• Aim:
Turn the data lines between the line containing "Return the mask of every instance of the distant" and the line containing "Outlines of the distant", inclusive, into a numbered list. Leave out any blank lines.

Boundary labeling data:
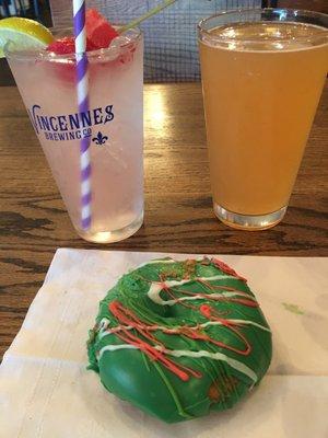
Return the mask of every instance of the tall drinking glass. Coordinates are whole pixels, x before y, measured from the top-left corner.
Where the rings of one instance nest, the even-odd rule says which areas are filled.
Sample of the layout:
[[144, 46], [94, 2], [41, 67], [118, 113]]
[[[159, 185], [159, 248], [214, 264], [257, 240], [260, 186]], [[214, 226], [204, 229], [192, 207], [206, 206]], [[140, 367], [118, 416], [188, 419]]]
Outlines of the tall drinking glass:
[[284, 216], [328, 67], [328, 15], [221, 13], [198, 26], [214, 212], [245, 230]]
[[[67, 32], [55, 36], [62, 37]], [[89, 111], [77, 104], [75, 55], [5, 55], [72, 223], [85, 240], [115, 242], [143, 221], [143, 41], [128, 31], [89, 51]], [[90, 138], [91, 227], [81, 227], [80, 141]]]

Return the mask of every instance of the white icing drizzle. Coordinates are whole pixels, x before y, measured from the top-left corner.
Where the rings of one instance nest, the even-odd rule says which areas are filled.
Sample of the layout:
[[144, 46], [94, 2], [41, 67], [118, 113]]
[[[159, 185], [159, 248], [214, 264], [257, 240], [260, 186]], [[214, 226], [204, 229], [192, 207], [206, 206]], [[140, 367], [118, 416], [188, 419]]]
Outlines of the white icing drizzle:
[[[227, 357], [226, 355], [224, 355], [223, 353], [211, 353], [211, 351], [206, 351], [206, 350], [189, 351], [189, 350], [185, 350], [185, 349], [166, 349], [160, 345], [155, 345], [154, 348], [156, 348], [159, 351], [163, 351], [165, 355], [174, 356], [174, 357], [183, 357], [183, 356], [196, 357], [196, 358], [208, 357], [213, 360], [221, 360], [221, 361], [226, 362], [230, 367], [234, 368], [235, 370], [249, 377], [249, 379], [251, 379], [254, 383], [257, 382], [256, 373], [249, 367], [247, 367], [247, 365], [241, 362], [239, 360], [232, 359], [232, 358]], [[98, 351], [97, 359], [101, 360], [101, 358], [105, 351], [116, 351], [119, 349], [139, 349], [139, 348], [134, 345], [129, 345], [129, 344], [106, 345]]]
[[[132, 327], [132, 325], [118, 325], [118, 326], [115, 326], [113, 328], [107, 328], [108, 324], [109, 324], [109, 321], [108, 320], [106, 320], [106, 321], [108, 323], [107, 323], [106, 326], [101, 327], [99, 333], [98, 333], [98, 339], [102, 339], [103, 337], [112, 335], [112, 334], [115, 334], [117, 332], [121, 332], [122, 330], [133, 330], [133, 328], [136, 328], [136, 327]], [[243, 325], [243, 324], [245, 324], [245, 325], [254, 325], [255, 327], [258, 327], [260, 330], [263, 330], [266, 332], [271, 333], [271, 330], [269, 327], [266, 327], [265, 325], [258, 324], [257, 322], [254, 322], [254, 321], [248, 321], [248, 320], [227, 320], [227, 319], [225, 319], [225, 321], [226, 322], [232, 322], [234, 324], [241, 324], [241, 325]], [[209, 325], [224, 325], [224, 324], [222, 322], [220, 322], [220, 321], [209, 321], [209, 322], [204, 322], [202, 324], [188, 326], [188, 328], [190, 328], [190, 330], [197, 330], [198, 327], [204, 328], [204, 327], [208, 327]], [[140, 327], [141, 327], [141, 325], [140, 325]], [[173, 334], [174, 333], [179, 334], [179, 328], [180, 328], [180, 326], [168, 328], [168, 327], [164, 327], [163, 325], [151, 325], [151, 331], [161, 330], [162, 332], [173, 333]]]
[[[176, 302], [178, 301], [184, 301], [184, 300], [199, 300], [199, 299], [203, 299], [203, 297], [201, 296], [194, 296], [194, 297], [183, 297], [183, 298], [177, 298], [176, 300], [163, 300], [160, 296], [161, 291], [165, 288], [173, 288], [173, 287], [177, 287], [177, 286], [181, 286], [181, 285], [186, 285], [187, 283], [192, 283], [192, 281], [197, 281], [197, 280], [201, 280], [201, 281], [214, 281], [214, 280], [221, 280], [224, 278], [231, 278], [231, 279], [237, 279], [236, 277], [233, 277], [231, 275], [226, 275], [226, 274], [221, 274], [221, 275], [214, 275], [213, 277], [198, 277], [195, 279], [184, 279], [180, 281], [176, 281], [176, 280], [171, 280], [171, 281], [163, 281], [163, 283], [155, 283], [153, 281], [149, 288], [148, 291], [148, 297], [155, 302], [156, 304], [161, 304], [161, 306], [174, 306], [176, 304]], [[220, 297], [220, 296], [225, 296], [225, 297], [233, 297], [236, 295], [243, 295], [243, 296], [247, 296], [247, 298], [249, 300], [256, 301], [254, 297], [249, 296], [248, 293], [245, 292], [241, 292], [241, 291], [235, 291], [235, 292], [221, 292], [221, 293], [212, 293], [212, 292], [208, 292], [208, 295], [211, 295], [211, 297]]]

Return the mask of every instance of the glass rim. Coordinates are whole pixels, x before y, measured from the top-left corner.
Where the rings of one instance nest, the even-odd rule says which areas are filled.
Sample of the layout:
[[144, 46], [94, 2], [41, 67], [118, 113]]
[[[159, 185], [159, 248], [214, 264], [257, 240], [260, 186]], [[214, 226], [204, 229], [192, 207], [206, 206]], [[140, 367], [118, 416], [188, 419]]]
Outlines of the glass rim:
[[[73, 36], [73, 27], [72, 26], [62, 26], [62, 27], [49, 27], [49, 31], [52, 33], [52, 35], [56, 36], [58, 33], [70, 33]], [[131, 36], [128, 42], [124, 42], [122, 44], [119, 45], [119, 48], [124, 49], [125, 47], [128, 47], [131, 43], [138, 42], [141, 36], [142, 36], [142, 31], [139, 27], [132, 27], [126, 32], [122, 33], [122, 35], [129, 35]], [[24, 60], [42, 60], [42, 61], [75, 61], [77, 56], [83, 56], [86, 54], [87, 59], [98, 59], [99, 57], [107, 56], [110, 54], [112, 50], [114, 50], [114, 46], [112, 44], [109, 47], [106, 48], [99, 48], [96, 50], [90, 50], [85, 53], [73, 53], [73, 54], [63, 54], [63, 55], [56, 55], [54, 51], [46, 51], [45, 48], [32, 48], [28, 50], [24, 49], [19, 49], [14, 48], [11, 49], [10, 45], [12, 44], [11, 41], [8, 41], [4, 44], [3, 47], [3, 53], [5, 58], [14, 58], [14, 59], [24, 59]]]
[[[271, 13], [272, 12], [273, 13], [274, 12], [276, 13], [286, 12], [288, 16], [291, 16], [291, 18], [292, 16], [294, 16], [294, 18], [300, 16], [301, 19], [302, 19], [302, 16], [304, 16], [304, 18], [321, 18], [321, 19], [326, 19], [327, 22], [328, 22], [328, 14], [323, 13], [323, 12], [308, 11], [308, 10], [305, 10], [305, 9], [304, 10], [303, 9], [290, 9], [290, 8], [234, 9], [234, 10], [231, 10], [231, 11], [218, 12], [218, 13], [212, 14], [212, 15], [206, 18], [206, 19], [200, 20], [199, 23], [197, 24], [198, 34], [202, 35], [202, 36], [206, 36], [210, 41], [218, 42], [218, 43], [220, 43], [220, 42], [221, 43], [236, 43], [236, 42], [238, 42], [238, 39], [236, 39], [236, 38], [230, 38], [230, 37], [225, 37], [225, 36], [222, 36], [222, 35], [213, 35], [211, 30], [207, 30], [204, 27], [204, 24], [208, 23], [210, 20], [220, 18], [220, 16], [231, 16], [231, 15], [234, 15], [234, 14], [248, 14], [248, 13], [258, 13], [258, 12], [261, 12], [261, 13], [262, 12], [268, 12], [268, 13], [269, 12], [271, 12]], [[238, 23], [238, 22], [241, 23], [243, 21], [242, 20], [239, 20], [239, 21], [236, 20], [235, 22], [230, 22], [230, 23], [226, 23], [226, 24], [234, 24], [234, 23]], [[262, 22], [265, 23], [265, 21], [262, 21]], [[283, 23], [283, 22], [293, 23], [293, 21], [289, 21], [289, 20], [281, 21], [281, 23]], [[294, 23], [302, 23], [302, 21], [294, 21]], [[318, 37], [323, 37], [324, 36], [324, 37], [327, 37], [327, 43], [328, 43], [328, 25], [327, 25], [327, 27], [323, 26], [323, 30], [324, 30], [323, 33], [318, 33], [318, 34], [312, 35], [312, 36], [308, 36], [308, 35], [297, 36], [297, 37], [294, 37], [293, 41], [302, 42], [302, 41], [305, 41], [305, 39], [308, 41], [308, 39], [312, 39], [312, 38], [318, 38]], [[256, 39], [256, 38], [243, 39], [243, 44], [248, 44], [248, 43], [249, 44], [253, 44], [253, 43], [257, 43], [258, 44], [259, 41]]]

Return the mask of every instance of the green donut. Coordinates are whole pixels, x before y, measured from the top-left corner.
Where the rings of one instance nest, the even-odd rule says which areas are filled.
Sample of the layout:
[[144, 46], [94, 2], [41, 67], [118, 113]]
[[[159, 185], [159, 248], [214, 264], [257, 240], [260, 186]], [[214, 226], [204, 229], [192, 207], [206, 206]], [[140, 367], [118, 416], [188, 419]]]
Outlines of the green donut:
[[232, 407], [265, 376], [271, 331], [245, 278], [216, 258], [154, 260], [99, 303], [89, 368], [167, 423]]

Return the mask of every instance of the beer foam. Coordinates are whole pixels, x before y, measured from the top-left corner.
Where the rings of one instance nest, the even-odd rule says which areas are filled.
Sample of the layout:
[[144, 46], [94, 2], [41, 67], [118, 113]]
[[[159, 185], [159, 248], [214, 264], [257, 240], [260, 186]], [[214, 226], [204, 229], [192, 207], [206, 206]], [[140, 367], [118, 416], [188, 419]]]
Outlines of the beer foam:
[[234, 51], [300, 51], [328, 45], [328, 30], [296, 22], [230, 23], [211, 30], [201, 41]]

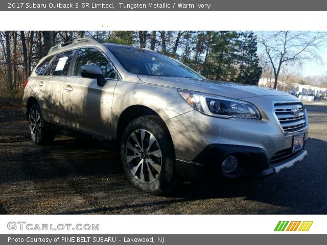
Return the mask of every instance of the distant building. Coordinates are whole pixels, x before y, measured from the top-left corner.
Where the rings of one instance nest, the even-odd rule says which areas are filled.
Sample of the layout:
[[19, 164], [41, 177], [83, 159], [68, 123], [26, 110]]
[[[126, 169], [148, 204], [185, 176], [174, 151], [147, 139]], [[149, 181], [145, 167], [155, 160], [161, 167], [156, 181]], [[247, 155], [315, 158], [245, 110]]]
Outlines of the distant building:
[[[270, 79], [268, 78], [262, 78], [259, 79], [258, 83], [258, 86], [260, 87], [264, 87], [265, 88], [273, 88], [274, 84], [275, 83], [274, 79]], [[280, 81], [277, 81], [277, 89], [283, 90], [284, 88], [284, 83]]]
[[[266, 88], [273, 88], [274, 79], [269, 78], [262, 78], [259, 80], [258, 86]], [[285, 88], [284, 88], [284, 86]], [[280, 81], [277, 81], [276, 89], [285, 91], [298, 97], [301, 100], [313, 101], [315, 97], [325, 96], [327, 94], [327, 88], [320, 87], [310, 85], [302, 85], [298, 83], [291, 84], [284, 84]]]

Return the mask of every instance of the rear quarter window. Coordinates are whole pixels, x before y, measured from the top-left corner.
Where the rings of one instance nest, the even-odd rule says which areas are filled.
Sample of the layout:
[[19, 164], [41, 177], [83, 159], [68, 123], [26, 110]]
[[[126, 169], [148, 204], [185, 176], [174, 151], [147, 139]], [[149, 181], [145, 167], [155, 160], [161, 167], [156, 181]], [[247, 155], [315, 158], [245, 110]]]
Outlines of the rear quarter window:
[[43, 60], [39, 66], [35, 69], [35, 73], [38, 76], [42, 76], [46, 70], [46, 68], [49, 66], [49, 64], [51, 62], [51, 60], [53, 58], [54, 56], [50, 56]]
[[75, 50], [58, 54], [45, 72], [46, 76], [67, 76]]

• Solution to this exercise:
1. Return the mask of every instance of the distant building. Coordinates are whole pixels, x before y, measured from the top-left corner.
2. Where the rings of one instance nest, the even-odd rule says which areas are filled.
3. Sample of the layout:
4. [[19, 164], [41, 177], [83, 159], [68, 123], [26, 110]]
5. [[[126, 169], [148, 204], [185, 176], [174, 151], [147, 139]], [[149, 181], [145, 167], [155, 160], [161, 167], [156, 181]], [[247, 155], [315, 158], [245, 110]]]
6. Outlines of the distant building:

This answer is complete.